- Input records

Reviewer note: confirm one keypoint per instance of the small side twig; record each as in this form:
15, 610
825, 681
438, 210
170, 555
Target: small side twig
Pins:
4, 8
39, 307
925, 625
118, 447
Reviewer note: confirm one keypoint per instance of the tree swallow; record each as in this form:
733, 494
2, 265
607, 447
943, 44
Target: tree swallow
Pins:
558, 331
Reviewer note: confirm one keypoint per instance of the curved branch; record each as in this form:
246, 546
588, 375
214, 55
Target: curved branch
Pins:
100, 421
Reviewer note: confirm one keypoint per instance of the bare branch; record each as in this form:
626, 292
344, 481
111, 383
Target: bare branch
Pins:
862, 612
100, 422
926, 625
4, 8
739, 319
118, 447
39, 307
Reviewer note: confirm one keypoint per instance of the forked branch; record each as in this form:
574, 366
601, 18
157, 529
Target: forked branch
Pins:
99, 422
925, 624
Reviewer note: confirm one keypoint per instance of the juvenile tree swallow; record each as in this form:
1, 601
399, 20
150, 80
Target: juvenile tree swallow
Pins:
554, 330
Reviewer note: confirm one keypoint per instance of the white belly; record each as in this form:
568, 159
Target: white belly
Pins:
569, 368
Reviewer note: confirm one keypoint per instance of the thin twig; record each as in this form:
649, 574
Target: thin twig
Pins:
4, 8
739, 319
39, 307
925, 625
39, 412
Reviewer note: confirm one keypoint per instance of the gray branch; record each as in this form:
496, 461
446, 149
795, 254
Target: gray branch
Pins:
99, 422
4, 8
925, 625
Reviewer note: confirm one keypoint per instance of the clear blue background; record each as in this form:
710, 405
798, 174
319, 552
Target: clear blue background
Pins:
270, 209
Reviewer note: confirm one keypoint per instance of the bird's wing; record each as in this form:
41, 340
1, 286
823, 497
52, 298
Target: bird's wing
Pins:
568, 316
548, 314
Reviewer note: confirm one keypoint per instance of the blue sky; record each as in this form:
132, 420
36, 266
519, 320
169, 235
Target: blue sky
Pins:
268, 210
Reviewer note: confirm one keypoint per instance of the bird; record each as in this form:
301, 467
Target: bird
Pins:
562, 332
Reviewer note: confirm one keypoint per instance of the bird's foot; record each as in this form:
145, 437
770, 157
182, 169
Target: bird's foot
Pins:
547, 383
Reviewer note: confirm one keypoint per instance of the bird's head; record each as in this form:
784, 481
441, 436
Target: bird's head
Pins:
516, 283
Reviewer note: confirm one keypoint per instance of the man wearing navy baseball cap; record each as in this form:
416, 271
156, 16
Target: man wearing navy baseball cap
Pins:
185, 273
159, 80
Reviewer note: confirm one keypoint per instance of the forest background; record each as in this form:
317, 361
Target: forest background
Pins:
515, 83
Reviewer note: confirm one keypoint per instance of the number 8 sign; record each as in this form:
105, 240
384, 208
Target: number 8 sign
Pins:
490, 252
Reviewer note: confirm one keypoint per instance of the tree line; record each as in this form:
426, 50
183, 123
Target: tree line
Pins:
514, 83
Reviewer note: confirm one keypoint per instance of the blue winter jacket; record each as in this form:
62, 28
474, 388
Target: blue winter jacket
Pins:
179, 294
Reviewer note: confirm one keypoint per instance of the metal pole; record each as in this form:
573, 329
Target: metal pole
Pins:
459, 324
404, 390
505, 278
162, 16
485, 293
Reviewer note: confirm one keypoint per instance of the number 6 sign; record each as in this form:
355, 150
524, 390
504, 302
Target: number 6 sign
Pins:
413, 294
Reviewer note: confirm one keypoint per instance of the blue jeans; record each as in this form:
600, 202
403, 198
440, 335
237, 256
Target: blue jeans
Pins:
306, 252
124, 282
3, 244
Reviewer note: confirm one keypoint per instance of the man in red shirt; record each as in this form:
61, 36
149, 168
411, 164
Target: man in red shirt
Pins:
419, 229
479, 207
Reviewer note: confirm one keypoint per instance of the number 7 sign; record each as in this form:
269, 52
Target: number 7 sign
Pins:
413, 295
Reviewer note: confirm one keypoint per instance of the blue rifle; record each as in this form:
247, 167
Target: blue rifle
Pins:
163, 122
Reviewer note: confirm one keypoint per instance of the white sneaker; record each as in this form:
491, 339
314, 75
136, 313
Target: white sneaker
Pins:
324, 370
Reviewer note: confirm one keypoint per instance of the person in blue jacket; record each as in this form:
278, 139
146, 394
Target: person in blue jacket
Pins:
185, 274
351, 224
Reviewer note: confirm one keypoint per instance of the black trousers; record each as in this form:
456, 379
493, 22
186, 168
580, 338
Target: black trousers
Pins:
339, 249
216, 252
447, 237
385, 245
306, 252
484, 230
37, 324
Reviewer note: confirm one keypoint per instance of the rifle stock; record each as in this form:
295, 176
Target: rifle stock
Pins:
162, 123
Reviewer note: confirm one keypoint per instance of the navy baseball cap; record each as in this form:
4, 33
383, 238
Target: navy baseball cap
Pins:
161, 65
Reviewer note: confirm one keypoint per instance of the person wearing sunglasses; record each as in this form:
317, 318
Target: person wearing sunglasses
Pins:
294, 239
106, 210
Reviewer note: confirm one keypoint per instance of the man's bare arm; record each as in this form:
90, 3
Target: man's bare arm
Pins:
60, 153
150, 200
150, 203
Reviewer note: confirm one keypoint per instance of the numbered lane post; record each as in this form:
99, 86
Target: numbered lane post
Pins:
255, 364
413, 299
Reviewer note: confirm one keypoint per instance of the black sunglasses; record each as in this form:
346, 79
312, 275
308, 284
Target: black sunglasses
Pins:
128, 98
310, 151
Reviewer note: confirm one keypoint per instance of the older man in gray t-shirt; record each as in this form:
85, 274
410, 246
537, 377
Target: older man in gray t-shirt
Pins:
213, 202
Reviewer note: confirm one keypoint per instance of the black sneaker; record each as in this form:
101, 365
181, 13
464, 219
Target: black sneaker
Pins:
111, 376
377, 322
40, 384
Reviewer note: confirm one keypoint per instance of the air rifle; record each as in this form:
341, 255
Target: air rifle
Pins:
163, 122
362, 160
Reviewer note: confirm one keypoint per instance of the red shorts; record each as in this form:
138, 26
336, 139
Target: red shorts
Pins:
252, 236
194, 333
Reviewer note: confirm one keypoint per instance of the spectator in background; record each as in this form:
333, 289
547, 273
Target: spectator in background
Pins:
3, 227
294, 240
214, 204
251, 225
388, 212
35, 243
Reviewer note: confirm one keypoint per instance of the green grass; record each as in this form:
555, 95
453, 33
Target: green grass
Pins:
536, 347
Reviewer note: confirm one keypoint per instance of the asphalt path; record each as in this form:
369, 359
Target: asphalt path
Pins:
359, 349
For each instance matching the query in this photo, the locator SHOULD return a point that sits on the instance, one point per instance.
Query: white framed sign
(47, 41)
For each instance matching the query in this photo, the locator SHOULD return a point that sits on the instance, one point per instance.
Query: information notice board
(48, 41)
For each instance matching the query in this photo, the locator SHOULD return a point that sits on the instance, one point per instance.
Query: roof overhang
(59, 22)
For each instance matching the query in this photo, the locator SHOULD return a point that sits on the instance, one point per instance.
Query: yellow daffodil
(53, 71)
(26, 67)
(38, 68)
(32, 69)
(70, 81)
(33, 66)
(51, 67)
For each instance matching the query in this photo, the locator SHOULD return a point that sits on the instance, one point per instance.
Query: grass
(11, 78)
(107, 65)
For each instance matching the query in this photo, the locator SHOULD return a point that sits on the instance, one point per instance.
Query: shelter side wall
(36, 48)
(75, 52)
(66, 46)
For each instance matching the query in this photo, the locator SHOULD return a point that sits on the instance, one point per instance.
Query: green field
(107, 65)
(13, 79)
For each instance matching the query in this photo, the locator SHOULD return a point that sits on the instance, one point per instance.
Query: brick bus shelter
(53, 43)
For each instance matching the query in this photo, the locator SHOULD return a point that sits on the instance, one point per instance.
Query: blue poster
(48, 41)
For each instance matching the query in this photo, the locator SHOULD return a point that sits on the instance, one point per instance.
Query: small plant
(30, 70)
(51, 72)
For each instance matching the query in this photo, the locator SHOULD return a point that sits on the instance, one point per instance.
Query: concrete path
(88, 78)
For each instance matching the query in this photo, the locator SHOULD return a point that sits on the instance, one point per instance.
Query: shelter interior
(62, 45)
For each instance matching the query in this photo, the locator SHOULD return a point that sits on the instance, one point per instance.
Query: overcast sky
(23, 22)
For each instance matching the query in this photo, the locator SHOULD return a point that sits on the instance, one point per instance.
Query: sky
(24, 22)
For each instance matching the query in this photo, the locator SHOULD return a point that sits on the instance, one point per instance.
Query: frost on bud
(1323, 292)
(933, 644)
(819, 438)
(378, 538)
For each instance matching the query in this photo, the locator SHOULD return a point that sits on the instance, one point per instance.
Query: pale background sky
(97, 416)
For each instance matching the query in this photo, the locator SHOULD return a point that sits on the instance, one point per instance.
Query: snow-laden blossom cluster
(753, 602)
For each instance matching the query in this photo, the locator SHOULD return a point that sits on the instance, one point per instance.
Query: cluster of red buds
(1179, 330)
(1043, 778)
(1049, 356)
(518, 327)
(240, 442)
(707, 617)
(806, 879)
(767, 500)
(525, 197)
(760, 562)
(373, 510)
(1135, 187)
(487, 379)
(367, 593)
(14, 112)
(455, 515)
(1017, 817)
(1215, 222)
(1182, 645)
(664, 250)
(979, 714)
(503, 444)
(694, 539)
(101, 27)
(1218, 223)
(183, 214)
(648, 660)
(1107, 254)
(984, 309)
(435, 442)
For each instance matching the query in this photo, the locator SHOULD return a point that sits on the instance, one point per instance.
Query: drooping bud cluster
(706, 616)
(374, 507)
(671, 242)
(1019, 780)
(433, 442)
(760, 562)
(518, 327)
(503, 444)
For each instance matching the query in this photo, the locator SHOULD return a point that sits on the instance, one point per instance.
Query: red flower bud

- Work to be completed
Locate every line in the data above that contains the word "bare", matching case exactly, and copy each of those lines.

- Written reply
Reviewer note: confirm one keypoint per instance of the bare branch; record each as in this form:
Target: bare branch
Reviewer note: confirm one keypoint per instance of the man's bare arm; record each as in this form:
Target: man's bare arm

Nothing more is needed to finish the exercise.